Your job is to copy the lines from the material that include "wing".

*** THE DATA ***

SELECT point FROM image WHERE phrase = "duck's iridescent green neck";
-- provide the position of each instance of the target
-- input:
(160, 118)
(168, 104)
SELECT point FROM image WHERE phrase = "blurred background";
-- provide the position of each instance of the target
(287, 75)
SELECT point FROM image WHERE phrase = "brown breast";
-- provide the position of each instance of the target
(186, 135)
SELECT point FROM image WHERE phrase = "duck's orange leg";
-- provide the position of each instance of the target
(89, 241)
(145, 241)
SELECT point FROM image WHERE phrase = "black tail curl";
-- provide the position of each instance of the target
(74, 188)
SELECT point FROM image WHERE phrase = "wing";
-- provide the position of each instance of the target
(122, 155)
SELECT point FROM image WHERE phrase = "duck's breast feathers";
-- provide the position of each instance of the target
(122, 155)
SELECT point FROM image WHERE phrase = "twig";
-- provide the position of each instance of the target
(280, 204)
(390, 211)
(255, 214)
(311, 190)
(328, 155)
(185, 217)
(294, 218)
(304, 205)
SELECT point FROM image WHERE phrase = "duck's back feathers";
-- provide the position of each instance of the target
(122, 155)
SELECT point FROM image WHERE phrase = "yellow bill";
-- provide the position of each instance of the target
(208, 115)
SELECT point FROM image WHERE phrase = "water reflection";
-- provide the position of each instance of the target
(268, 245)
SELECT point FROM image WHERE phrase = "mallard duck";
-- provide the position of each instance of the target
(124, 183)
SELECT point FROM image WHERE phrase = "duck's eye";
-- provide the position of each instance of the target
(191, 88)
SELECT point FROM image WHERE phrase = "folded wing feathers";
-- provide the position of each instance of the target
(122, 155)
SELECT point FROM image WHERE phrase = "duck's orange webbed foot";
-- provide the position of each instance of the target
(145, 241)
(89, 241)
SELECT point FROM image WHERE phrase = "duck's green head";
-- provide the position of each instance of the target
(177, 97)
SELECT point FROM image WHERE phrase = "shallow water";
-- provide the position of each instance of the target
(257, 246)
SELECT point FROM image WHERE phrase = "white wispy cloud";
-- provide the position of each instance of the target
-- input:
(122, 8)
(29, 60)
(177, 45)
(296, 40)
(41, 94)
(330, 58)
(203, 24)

*** End of THE DATA ***
*** THE DATA ***

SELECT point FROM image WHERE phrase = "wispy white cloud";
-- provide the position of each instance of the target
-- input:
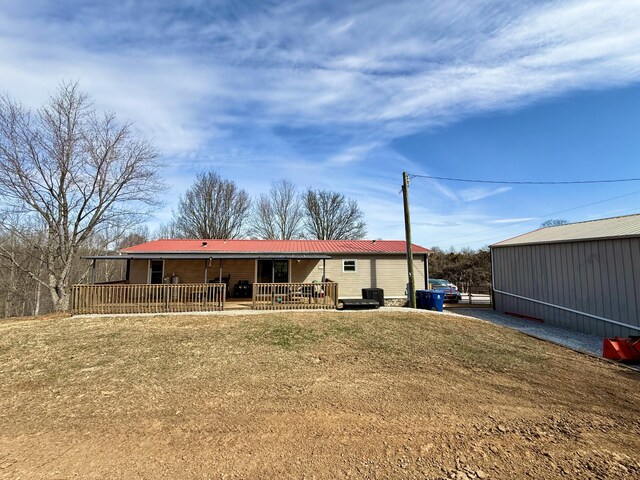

*** End of THE DATA ***

* [ANSWER SECTION]
SELECT point FROM image WHERE phrase = "wing";
SELECT point FROM image WHERE phrase = "folded wing feathers";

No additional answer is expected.